• Your instructions
Return, word for word, only the lines from the one containing "Target: person in white shirt walking" through the last line of the entries.

• The data
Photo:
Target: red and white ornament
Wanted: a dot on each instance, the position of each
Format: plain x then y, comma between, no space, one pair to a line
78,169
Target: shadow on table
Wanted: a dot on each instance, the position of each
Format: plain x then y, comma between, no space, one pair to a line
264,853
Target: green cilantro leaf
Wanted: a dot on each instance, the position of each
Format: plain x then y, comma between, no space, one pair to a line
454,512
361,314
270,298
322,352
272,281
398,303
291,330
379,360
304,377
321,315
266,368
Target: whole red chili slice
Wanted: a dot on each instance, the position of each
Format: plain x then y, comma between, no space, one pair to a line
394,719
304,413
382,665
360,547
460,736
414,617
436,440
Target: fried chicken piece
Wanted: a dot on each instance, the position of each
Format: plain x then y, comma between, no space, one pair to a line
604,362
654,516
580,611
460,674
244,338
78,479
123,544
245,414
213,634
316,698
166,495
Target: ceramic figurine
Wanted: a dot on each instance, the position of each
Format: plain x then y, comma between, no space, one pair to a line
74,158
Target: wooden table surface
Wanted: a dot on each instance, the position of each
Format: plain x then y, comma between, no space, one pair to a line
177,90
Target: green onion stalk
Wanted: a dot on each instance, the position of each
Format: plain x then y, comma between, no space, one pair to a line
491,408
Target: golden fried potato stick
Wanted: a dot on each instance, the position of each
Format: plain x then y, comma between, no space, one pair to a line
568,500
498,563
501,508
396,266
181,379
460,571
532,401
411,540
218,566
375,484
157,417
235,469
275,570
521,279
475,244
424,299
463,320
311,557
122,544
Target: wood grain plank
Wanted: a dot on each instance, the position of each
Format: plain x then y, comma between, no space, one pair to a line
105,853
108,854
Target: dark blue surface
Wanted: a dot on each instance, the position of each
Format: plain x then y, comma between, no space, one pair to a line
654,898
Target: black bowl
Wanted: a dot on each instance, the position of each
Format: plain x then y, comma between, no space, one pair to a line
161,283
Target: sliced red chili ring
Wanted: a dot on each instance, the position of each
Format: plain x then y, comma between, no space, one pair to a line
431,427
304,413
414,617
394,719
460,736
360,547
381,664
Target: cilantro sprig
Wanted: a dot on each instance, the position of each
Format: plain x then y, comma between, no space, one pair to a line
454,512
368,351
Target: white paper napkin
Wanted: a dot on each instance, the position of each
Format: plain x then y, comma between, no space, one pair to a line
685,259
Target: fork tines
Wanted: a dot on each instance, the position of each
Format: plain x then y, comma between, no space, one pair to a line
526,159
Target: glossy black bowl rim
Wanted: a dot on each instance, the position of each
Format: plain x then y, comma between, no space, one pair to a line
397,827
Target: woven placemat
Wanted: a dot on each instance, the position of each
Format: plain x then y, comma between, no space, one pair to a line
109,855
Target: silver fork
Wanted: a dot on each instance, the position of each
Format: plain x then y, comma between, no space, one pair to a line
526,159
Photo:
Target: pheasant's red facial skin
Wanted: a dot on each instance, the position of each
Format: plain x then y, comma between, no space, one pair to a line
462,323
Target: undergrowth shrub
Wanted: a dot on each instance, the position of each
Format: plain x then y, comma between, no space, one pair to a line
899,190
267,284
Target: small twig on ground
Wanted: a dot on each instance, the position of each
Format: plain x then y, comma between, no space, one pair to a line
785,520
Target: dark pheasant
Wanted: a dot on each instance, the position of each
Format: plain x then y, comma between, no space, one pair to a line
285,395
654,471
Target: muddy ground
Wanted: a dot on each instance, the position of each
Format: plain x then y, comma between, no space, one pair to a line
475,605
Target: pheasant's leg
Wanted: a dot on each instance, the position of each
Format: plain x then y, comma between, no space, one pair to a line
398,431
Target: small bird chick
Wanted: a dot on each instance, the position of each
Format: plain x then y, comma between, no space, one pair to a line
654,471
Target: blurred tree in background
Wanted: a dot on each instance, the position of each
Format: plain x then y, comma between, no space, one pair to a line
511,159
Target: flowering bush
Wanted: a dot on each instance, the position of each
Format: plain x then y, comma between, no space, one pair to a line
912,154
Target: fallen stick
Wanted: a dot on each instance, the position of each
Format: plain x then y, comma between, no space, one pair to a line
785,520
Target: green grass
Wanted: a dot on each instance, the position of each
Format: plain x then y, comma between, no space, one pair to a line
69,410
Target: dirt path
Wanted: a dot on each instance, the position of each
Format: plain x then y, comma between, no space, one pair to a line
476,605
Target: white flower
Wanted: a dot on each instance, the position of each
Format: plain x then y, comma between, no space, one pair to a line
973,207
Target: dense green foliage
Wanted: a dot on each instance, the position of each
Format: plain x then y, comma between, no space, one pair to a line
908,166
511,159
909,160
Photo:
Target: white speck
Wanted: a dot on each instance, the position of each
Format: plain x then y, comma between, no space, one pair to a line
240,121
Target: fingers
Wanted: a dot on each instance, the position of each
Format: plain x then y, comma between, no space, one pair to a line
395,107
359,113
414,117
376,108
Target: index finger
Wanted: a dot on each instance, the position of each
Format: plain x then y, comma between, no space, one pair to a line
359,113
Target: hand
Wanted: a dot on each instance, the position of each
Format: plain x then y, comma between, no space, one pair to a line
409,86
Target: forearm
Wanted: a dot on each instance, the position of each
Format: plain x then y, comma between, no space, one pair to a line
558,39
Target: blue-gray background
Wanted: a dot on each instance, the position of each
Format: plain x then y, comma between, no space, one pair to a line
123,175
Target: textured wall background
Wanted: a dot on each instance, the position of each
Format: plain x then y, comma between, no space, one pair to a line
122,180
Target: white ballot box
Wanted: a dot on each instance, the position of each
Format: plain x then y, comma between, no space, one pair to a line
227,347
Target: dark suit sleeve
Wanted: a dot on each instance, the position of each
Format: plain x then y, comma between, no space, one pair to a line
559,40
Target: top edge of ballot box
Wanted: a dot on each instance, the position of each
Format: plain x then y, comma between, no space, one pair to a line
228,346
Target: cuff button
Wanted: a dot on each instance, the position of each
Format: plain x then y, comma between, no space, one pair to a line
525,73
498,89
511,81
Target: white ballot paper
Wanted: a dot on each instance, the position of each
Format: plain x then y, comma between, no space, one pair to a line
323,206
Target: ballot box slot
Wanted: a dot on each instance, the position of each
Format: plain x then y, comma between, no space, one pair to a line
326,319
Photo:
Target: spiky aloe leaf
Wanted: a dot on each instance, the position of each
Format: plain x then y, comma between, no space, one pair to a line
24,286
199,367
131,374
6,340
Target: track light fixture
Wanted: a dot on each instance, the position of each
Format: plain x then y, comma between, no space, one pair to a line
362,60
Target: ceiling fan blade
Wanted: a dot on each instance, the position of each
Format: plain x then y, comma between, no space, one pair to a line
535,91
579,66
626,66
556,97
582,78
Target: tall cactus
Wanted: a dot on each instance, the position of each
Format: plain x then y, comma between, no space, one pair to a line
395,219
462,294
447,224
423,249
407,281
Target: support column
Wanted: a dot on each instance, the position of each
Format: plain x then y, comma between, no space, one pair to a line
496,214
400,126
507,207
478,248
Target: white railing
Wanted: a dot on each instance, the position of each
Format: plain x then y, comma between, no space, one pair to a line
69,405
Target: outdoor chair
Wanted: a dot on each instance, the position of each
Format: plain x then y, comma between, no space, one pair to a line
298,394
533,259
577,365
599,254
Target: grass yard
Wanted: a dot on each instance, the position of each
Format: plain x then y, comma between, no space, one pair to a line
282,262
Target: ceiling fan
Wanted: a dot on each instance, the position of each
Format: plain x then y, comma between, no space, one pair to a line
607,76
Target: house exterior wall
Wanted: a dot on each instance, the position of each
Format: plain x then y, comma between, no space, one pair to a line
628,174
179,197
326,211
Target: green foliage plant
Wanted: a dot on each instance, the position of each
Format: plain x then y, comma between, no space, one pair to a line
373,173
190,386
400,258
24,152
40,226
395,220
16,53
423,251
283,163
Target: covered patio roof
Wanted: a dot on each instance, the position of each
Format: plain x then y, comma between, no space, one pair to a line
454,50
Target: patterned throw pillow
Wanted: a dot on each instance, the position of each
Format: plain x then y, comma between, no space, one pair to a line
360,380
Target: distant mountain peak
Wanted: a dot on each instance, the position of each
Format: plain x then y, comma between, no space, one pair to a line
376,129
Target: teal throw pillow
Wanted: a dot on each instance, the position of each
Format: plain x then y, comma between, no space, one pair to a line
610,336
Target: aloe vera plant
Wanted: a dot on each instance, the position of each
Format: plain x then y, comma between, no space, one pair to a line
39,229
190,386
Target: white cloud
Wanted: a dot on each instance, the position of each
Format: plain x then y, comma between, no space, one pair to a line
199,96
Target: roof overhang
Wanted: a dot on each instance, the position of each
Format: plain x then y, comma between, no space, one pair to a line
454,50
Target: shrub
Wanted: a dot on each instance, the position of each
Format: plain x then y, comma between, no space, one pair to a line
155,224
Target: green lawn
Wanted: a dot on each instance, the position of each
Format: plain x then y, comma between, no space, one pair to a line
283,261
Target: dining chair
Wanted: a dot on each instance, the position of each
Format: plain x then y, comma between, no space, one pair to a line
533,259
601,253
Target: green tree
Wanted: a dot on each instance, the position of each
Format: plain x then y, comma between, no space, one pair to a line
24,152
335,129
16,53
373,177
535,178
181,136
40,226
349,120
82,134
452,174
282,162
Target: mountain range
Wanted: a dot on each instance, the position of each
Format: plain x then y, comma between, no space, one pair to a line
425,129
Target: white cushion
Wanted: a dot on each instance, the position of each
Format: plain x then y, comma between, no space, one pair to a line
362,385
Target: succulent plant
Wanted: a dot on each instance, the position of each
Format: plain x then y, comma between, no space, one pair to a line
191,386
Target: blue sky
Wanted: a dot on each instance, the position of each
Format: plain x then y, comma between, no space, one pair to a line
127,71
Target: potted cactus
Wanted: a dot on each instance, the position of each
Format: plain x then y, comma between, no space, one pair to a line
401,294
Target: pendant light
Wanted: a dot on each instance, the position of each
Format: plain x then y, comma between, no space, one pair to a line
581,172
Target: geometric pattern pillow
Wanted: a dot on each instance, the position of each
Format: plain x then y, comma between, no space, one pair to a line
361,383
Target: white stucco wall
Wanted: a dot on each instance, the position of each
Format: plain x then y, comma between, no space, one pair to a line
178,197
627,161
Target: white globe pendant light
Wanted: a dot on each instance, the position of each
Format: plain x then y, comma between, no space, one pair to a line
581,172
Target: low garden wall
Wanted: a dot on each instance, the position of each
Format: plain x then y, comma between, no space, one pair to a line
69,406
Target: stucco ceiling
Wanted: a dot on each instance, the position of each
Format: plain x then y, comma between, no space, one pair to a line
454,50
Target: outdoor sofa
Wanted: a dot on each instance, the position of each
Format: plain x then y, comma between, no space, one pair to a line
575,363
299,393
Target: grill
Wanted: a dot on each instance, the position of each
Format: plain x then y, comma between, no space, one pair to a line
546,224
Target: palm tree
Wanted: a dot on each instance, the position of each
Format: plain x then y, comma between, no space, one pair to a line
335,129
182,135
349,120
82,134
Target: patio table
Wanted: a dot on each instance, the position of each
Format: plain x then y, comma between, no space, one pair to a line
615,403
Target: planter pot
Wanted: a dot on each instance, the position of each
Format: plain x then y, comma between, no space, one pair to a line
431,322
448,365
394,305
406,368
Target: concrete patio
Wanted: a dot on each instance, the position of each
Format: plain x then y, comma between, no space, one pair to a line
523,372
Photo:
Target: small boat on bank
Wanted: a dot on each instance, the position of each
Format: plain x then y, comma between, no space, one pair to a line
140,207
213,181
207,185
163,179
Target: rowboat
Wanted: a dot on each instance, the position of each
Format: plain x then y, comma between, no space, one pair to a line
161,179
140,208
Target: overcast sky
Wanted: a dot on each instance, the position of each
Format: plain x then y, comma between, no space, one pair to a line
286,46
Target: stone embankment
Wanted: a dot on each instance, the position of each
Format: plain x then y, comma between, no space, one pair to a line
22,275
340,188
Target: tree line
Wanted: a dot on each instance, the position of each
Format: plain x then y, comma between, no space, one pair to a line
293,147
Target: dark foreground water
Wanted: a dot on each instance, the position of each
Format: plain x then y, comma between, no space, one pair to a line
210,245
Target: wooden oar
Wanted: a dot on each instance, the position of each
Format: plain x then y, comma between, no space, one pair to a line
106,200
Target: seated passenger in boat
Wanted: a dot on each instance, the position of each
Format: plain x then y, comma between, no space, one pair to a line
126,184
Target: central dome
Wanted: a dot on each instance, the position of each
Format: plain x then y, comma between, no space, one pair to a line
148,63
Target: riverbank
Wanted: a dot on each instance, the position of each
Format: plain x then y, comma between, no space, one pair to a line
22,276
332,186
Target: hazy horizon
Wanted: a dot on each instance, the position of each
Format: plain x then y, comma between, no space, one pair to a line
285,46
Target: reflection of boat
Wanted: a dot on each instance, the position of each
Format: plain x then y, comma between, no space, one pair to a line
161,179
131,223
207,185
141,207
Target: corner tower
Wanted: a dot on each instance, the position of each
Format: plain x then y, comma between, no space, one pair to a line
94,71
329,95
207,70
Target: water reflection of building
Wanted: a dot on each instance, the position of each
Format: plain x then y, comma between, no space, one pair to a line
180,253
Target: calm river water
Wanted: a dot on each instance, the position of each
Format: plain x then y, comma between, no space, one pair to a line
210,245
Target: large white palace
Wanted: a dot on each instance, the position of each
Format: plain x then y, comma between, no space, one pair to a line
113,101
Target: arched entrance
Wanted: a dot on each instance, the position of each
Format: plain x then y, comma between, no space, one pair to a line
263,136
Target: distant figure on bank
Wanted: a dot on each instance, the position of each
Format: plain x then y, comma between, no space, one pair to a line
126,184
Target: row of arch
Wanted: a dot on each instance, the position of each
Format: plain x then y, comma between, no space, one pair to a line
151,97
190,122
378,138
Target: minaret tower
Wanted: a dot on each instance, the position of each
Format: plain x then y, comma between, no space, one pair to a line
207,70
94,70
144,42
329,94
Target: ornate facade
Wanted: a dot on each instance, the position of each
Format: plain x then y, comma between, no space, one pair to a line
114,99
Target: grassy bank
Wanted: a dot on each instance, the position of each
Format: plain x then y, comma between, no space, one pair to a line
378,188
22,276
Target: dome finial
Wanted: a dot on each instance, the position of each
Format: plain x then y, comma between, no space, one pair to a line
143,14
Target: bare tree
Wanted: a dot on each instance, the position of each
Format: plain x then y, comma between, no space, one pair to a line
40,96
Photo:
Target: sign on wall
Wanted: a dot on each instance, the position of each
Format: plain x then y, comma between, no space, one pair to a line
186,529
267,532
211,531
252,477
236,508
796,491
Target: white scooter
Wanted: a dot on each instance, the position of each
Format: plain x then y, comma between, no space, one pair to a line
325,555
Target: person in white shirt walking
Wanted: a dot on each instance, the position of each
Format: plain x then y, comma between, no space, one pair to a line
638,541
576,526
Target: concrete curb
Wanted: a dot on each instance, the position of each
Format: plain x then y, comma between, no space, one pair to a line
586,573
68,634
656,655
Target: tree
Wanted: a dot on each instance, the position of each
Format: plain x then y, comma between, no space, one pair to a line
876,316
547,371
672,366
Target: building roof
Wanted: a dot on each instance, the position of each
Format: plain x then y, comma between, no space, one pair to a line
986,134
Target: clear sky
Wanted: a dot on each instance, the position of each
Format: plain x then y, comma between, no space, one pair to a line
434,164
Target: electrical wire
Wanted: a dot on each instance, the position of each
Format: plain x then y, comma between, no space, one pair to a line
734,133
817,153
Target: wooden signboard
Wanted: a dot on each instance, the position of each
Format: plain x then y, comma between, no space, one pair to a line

• Solution to this task
Target: person in white shirt walking
Wanted: a dot on each instance, the position of each
Format: plain x then y, comma between, no space, one pair to a line
638,541
576,526
Target: concrete curb
Wanted: a dot on each instance, the position of each
Format: plain x then y, comma between, no space, one pair to a line
586,573
68,634
656,655
Target: tree
Wanted: a dot on each instance, the position of each
Format: plain x then y, comma between, no space, one pair to a line
876,316
547,371
672,366
Target: building roof
Wanted: a dot on each instance, the position of each
Format: plain x then y, comma between, no space, one pair to a line
986,134
Target: clear sky
Wanted: a dot on each instance, the position of each
Format: plain x then y, comma between, no space, one pair to a line
434,164
Target: electrical wire
Wanted: a dot on each instance, the position of each
Format: plain x then y, comma between, no space, one pair to a line
734,133
817,153
Target: wooden signboard
Wanted: a dot on each instance, the position of each
Format: plain x then y, comma between, no space, one pair to a line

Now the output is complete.